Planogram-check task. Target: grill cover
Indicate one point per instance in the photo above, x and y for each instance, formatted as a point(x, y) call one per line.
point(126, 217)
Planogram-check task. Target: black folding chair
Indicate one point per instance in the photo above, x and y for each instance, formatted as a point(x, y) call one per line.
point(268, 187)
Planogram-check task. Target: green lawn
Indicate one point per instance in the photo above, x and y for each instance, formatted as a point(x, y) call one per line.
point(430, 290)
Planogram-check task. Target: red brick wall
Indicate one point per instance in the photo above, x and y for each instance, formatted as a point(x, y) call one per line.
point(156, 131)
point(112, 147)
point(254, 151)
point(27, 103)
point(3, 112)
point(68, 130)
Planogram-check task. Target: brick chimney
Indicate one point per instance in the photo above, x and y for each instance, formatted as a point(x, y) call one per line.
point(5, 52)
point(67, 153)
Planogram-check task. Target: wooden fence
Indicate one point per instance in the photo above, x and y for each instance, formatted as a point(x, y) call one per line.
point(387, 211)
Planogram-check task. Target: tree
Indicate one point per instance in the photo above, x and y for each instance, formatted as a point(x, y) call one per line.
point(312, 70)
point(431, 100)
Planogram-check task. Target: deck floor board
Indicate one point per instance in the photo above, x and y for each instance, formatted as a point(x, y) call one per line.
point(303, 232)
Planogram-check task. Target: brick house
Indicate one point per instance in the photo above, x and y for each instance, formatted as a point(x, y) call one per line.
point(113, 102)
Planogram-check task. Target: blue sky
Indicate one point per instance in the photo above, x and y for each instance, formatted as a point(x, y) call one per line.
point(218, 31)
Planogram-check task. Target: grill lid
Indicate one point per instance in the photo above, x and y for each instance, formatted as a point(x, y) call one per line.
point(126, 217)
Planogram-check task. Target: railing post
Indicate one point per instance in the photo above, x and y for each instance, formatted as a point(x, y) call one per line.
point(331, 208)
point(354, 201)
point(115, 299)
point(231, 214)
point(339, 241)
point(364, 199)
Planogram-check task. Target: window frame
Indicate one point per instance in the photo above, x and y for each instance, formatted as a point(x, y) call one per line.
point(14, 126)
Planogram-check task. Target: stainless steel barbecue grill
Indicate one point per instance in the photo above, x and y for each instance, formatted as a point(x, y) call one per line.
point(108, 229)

****

**Prompt:** Rewrite every line beginning with the one containing "Planogram-check task. Target: green lawn" and going on through the one containing "point(68, 130)", both included, and keep the request lines unchanged. In the point answers, multiply each x and y coordinate by 2.4 and round to the nearest whole number, with halves rounding up.

**Answer below:**
Planogram-check task. Target: green lawn
Indicate one point per instance in the photo above, x and y for each instance, formatted as a point(x, y) call one per line.
point(1032, 696)
Planogram-check task. Target: red brick wall
Indicate one point per instance in the photo above, x and y for each instance, formatted as a point(x, y) call one per line.
point(374, 314)
point(269, 353)
point(610, 362)
point(65, 247)
point(7, 269)
point(163, 312)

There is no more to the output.